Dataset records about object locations
■ ■ ■ ■ ■ ■ ■
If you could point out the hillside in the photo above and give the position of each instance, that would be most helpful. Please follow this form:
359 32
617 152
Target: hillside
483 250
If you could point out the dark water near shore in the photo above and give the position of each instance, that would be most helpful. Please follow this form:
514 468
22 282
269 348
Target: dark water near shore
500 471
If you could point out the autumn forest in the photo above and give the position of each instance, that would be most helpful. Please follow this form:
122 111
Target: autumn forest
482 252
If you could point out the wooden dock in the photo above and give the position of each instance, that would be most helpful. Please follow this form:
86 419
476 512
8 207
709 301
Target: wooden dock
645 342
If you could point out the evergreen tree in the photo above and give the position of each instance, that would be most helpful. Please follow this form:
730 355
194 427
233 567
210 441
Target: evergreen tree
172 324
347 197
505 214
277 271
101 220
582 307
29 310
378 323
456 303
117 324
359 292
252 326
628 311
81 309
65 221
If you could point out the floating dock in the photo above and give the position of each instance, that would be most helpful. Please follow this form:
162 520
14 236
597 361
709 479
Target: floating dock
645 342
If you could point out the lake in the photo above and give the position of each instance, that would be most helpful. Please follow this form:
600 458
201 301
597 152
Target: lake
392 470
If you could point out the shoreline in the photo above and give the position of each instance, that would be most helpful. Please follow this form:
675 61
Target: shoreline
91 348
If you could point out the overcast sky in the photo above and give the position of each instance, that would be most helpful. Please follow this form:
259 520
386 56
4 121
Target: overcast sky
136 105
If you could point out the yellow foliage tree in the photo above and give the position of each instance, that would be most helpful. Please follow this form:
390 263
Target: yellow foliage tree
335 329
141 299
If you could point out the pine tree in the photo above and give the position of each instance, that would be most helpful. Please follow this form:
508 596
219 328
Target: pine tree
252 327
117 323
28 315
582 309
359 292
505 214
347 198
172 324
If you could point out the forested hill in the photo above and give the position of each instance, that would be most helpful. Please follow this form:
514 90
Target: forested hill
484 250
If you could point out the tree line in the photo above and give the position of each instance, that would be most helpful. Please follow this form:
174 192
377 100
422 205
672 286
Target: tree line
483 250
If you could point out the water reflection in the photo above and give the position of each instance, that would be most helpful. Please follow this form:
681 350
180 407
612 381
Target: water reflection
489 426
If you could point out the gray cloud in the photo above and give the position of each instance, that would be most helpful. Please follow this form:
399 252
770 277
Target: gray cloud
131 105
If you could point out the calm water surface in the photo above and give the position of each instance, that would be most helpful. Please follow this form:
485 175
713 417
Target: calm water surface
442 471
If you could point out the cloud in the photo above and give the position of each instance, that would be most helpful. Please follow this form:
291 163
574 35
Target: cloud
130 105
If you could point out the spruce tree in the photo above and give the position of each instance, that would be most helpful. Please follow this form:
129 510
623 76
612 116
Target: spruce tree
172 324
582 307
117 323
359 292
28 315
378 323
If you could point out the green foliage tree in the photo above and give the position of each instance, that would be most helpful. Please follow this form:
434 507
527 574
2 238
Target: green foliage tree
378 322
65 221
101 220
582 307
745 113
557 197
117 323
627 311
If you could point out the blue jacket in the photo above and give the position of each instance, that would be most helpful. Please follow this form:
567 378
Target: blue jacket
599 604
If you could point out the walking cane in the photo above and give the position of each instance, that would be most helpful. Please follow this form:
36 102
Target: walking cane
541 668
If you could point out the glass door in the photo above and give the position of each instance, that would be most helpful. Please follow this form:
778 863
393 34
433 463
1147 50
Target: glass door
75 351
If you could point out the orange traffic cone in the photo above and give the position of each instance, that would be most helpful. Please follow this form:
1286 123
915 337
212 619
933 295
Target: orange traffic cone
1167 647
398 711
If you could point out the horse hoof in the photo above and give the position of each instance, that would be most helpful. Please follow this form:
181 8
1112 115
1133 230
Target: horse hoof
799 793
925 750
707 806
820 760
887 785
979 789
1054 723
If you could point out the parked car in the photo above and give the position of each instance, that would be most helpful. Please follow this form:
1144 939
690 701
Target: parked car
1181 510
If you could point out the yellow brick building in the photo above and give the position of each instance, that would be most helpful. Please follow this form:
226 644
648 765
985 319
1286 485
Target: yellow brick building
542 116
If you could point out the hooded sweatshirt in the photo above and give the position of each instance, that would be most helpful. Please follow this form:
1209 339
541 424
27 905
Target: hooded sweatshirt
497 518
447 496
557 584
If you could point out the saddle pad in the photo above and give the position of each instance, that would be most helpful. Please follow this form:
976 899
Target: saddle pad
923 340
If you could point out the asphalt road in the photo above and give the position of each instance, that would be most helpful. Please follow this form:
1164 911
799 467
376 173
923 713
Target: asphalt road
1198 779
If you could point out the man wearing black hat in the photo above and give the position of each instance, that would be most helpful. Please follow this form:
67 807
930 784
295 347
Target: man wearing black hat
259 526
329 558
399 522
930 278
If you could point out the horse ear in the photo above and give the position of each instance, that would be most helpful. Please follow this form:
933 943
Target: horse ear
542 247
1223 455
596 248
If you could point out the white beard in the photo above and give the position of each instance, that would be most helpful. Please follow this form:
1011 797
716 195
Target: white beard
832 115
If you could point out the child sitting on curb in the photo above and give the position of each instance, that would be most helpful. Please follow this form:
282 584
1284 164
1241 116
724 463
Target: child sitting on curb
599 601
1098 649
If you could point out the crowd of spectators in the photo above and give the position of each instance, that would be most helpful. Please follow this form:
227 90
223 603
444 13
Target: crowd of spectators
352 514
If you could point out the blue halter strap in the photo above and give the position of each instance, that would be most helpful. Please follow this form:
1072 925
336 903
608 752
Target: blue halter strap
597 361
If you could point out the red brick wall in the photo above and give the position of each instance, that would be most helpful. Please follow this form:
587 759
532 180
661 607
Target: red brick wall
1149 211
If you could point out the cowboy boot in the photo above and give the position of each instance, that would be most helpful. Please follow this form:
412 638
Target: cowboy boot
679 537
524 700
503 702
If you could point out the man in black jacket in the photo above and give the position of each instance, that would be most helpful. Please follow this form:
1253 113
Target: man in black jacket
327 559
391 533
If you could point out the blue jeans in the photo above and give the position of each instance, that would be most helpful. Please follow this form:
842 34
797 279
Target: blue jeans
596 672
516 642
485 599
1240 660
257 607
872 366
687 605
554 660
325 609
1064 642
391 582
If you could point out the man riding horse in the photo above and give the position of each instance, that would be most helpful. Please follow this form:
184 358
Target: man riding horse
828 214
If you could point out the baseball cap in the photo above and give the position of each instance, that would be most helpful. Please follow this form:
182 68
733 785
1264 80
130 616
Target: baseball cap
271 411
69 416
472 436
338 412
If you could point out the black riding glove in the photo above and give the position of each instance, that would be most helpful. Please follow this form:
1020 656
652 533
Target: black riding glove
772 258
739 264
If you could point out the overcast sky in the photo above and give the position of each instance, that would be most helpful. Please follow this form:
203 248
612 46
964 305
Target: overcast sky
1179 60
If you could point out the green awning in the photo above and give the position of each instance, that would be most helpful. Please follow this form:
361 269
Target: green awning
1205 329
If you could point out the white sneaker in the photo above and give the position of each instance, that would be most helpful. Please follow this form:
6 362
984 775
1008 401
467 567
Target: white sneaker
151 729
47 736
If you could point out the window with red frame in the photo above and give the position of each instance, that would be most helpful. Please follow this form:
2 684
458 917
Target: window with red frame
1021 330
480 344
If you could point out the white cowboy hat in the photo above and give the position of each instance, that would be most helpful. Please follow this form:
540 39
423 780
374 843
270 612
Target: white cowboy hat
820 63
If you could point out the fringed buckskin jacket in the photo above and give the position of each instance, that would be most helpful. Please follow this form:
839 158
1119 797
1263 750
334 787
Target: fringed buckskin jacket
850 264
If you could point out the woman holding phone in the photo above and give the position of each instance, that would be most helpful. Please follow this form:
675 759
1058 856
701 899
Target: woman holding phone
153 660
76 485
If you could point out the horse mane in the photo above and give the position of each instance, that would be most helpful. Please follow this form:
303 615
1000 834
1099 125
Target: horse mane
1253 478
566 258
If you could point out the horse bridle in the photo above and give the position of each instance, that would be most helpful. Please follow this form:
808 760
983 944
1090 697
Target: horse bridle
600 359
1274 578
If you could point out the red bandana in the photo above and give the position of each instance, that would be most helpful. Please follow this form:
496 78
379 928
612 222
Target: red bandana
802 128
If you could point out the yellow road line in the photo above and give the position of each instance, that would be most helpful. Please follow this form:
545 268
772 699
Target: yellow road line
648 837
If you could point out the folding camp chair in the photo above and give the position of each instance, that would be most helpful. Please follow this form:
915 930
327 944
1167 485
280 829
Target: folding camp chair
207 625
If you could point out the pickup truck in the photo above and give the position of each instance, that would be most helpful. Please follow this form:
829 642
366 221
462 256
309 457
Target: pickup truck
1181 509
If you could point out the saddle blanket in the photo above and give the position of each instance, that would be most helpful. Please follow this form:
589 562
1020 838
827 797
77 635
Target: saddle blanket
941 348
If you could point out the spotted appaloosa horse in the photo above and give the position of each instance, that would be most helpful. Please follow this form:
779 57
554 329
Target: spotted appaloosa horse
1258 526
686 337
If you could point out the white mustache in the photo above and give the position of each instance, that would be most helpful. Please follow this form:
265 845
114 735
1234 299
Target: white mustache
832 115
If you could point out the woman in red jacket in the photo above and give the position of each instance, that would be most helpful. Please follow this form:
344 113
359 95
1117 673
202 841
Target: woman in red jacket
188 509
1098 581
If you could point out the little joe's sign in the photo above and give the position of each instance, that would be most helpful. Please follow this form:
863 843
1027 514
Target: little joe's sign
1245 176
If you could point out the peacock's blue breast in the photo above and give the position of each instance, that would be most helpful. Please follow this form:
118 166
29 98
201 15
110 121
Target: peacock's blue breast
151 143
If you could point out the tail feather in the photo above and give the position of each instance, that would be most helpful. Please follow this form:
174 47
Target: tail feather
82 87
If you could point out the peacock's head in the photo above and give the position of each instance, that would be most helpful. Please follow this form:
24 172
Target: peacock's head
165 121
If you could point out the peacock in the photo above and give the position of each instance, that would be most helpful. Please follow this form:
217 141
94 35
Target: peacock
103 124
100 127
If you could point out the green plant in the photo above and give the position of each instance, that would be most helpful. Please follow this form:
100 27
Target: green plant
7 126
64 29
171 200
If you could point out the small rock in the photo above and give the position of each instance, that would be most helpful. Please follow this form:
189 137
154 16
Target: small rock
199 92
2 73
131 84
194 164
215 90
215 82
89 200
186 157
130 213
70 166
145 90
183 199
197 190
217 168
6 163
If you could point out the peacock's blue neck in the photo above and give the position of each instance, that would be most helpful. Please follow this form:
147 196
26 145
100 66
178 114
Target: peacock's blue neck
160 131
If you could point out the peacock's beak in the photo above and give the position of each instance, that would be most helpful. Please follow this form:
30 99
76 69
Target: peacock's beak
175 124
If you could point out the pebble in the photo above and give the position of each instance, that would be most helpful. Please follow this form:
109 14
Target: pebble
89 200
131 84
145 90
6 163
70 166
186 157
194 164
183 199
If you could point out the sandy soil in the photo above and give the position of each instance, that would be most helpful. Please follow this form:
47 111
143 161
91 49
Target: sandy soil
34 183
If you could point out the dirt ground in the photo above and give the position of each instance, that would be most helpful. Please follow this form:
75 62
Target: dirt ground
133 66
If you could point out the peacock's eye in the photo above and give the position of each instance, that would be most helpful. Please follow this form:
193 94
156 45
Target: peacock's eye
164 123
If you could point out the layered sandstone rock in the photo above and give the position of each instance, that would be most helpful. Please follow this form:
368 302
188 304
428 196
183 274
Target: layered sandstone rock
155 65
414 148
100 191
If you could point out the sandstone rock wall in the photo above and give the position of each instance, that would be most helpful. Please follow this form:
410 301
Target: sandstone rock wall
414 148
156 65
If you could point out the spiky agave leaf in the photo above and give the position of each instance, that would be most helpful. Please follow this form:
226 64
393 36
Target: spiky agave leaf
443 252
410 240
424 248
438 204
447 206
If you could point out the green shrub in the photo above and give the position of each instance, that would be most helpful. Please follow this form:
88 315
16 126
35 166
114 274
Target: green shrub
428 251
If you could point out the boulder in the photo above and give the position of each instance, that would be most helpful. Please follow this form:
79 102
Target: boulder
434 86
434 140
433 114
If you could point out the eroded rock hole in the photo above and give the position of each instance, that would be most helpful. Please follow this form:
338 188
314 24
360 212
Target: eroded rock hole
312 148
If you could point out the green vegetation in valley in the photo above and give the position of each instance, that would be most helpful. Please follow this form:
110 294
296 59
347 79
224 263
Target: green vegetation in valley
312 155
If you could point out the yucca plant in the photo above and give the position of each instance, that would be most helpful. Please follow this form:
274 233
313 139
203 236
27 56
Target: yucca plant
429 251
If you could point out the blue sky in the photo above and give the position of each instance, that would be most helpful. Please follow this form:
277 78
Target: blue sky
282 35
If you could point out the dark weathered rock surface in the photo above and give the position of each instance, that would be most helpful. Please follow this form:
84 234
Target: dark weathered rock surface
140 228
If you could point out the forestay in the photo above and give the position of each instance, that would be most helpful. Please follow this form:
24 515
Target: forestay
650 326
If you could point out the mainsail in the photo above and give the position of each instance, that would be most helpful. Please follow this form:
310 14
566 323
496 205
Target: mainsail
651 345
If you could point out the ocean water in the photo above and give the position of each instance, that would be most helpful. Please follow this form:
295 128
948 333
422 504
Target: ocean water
■ ■ ■ ■ ■ ■ ■
Stated goal
Pull out every line from the one with "If you could point out the green vegetation" to the end of the listing, and output only those.

Result of this task
If you could point out the green vegetation in valley in the photo above and give the position of each instance, that would be most helpful. Please follow this form:
110 294
296 59
347 79
224 263
Target: green vegetation in valley
312 155
If you could point out the yucca plant in the photo above and give the position of each instance, that would be most helpful. Please follow this form:
274 233
313 139
203 236
27 56
Target: yucca plant
429 251
If you could point out the blue sky in the photo above and give the position of each instance, that would be most helpful. Please follow this form:
277 78
Target: blue sky
282 35
If you could point out the dark weathered rock surface in the photo above and give the position of each instance, that would be most helpful. Please follow this form:
84 234
Target: dark weathered rock surface
140 228
If you could point out the forestay in the photo above and give the position of each instance, that would be most helpful. Please follow this form:
24 515
Target: forestay
650 326
If you could point out the mainsail in the photo above and give the position of each instance, that would be most helpful. Please follow this form:
310 14
566 323
496 205
Target: mainsail
651 345
If you could point out the ocean water in the photo above and give the position of each instance, that would be most helpful. Please follow this form:
295 128
948 333
422 504
Target: ocean water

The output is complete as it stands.